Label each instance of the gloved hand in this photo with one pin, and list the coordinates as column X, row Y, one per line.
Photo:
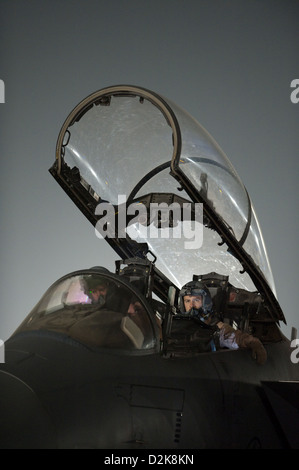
column 244, row 340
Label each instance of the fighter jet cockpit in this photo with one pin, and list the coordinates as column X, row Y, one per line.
column 97, row 310
column 158, row 189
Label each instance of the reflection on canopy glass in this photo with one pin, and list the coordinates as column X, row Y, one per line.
column 95, row 310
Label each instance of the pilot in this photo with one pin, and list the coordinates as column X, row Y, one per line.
column 96, row 289
column 195, row 301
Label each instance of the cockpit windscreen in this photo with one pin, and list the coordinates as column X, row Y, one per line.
column 95, row 310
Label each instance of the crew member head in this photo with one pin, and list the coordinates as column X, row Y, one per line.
column 195, row 300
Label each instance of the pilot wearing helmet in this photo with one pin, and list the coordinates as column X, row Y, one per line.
column 195, row 301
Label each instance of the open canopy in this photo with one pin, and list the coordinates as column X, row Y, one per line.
column 155, row 183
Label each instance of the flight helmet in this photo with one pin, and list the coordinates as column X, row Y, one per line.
column 196, row 288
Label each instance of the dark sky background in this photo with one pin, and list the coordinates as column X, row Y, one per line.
column 229, row 63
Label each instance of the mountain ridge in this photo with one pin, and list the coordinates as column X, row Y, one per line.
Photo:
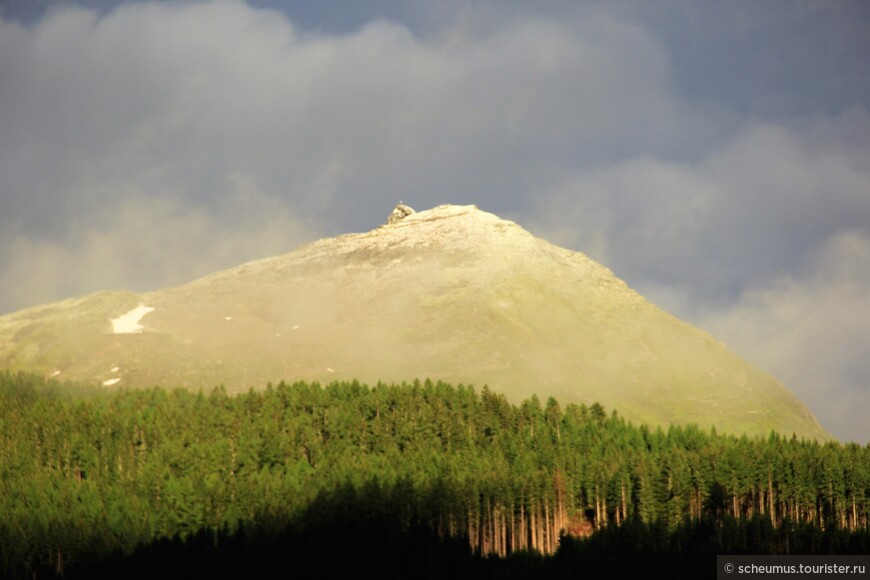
column 452, row 293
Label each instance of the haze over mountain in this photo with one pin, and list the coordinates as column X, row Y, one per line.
column 453, row 293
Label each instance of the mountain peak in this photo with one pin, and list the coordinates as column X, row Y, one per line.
column 452, row 293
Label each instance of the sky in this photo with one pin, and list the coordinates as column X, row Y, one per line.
column 714, row 154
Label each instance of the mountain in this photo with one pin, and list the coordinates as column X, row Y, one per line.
column 453, row 293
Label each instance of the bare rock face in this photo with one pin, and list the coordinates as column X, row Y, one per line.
column 400, row 212
column 452, row 293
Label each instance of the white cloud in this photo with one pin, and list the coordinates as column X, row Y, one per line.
column 764, row 242
column 812, row 331
column 142, row 242
column 162, row 107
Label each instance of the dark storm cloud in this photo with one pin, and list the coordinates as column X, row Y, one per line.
column 713, row 154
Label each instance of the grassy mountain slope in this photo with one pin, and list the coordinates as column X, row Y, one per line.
column 452, row 293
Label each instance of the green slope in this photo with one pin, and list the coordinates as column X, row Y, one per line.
column 453, row 293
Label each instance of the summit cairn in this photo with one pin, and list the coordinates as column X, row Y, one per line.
column 400, row 212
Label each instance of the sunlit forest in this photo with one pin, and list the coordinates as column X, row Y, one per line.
column 414, row 480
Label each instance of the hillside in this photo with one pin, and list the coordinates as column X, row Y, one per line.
column 453, row 293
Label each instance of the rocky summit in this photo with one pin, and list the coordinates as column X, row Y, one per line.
column 452, row 293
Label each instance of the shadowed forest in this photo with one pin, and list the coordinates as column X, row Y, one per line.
column 412, row 480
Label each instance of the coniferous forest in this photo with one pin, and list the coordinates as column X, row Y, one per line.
column 411, row 480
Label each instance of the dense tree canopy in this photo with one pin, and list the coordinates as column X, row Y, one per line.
column 97, row 473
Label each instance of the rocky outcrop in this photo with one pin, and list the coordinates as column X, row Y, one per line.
column 400, row 212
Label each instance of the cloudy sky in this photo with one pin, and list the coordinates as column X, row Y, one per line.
column 715, row 155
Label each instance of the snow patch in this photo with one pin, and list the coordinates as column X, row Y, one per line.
column 129, row 323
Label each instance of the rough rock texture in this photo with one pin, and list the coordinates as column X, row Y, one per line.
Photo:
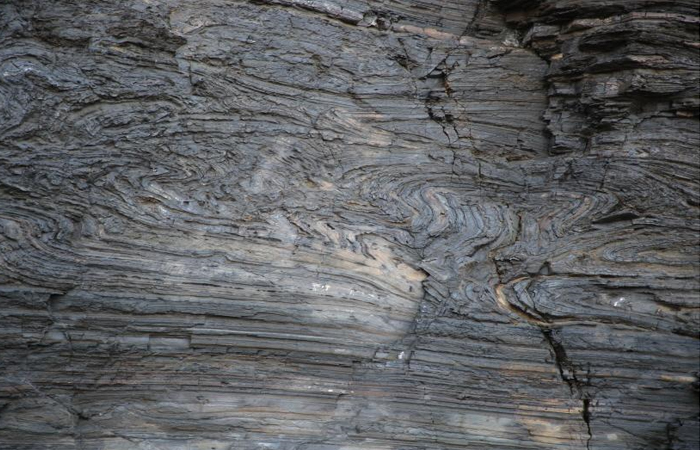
column 363, row 224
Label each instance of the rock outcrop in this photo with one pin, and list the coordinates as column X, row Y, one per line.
column 363, row 224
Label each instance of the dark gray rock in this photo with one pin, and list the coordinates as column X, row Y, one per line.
column 308, row 224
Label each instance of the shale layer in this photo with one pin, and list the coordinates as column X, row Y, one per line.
column 362, row 224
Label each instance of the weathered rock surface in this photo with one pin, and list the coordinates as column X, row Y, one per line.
column 309, row 224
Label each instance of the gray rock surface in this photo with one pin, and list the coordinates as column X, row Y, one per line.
column 362, row 224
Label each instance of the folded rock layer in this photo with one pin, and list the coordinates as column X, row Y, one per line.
column 363, row 224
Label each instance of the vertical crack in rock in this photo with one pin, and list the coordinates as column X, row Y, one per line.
column 567, row 371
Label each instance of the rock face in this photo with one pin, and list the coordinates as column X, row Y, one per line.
column 362, row 224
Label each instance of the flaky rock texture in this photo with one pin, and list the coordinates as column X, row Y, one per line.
column 363, row 224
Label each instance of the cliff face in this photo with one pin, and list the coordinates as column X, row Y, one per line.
column 305, row 224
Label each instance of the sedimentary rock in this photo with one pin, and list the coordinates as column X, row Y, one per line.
column 308, row 224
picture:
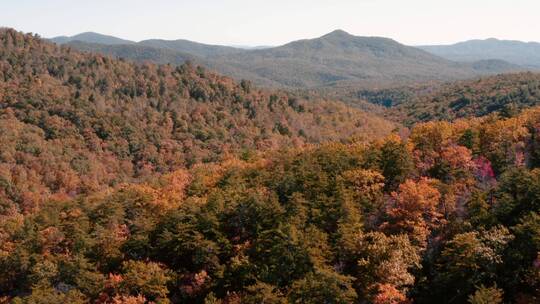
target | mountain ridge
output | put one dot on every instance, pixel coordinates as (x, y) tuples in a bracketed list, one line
[(513, 51), (336, 58)]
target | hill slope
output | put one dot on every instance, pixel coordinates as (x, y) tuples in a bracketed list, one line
[(517, 52), (91, 37), (194, 48), (505, 94), (335, 59), (74, 122)]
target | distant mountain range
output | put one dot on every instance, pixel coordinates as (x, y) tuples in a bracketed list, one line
[(335, 59), (91, 37), (517, 52)]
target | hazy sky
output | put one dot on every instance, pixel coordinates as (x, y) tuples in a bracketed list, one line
[(274, 22)]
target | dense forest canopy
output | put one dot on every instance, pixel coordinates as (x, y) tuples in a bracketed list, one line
[(449, 215), (76, 123), (125, 183)]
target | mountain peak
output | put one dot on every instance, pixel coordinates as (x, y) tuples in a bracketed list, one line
[(337, 33)]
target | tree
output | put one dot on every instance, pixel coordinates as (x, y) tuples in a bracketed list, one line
[(323, 286), (486, 295), (413, 210), (148, 279)]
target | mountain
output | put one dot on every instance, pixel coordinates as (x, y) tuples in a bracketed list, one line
[(339, 57), (135, 52), (73, 122), (194, 48), (335, 59), (91, 37), (516, 52), (505, 94)]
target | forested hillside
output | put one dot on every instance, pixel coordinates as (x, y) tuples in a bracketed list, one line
[(506, 94), (449, 215), (517, 52), (73, 123), (335, 59)]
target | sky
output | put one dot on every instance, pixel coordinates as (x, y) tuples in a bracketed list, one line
[(275, 22)]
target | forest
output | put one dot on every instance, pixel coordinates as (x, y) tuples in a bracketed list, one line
[(141, 183)]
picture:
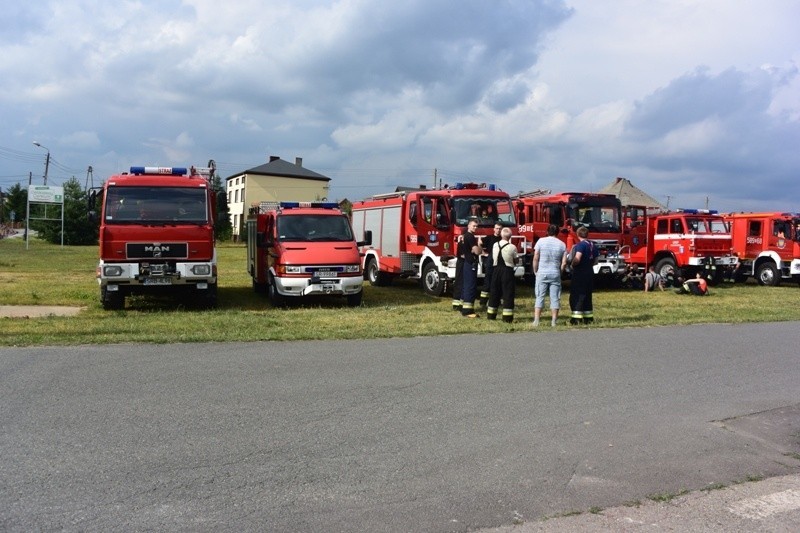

+===+

Lines in the material above that include the string "target" should be listed.

Final answer ::
target | mountain ridge
target | hill slope
target | distant mountain range
target | hazy sky
target | dense forest canopy
target | mountain peak
target | tree
target | mountain
target | forested hillside
target | sky
target | forest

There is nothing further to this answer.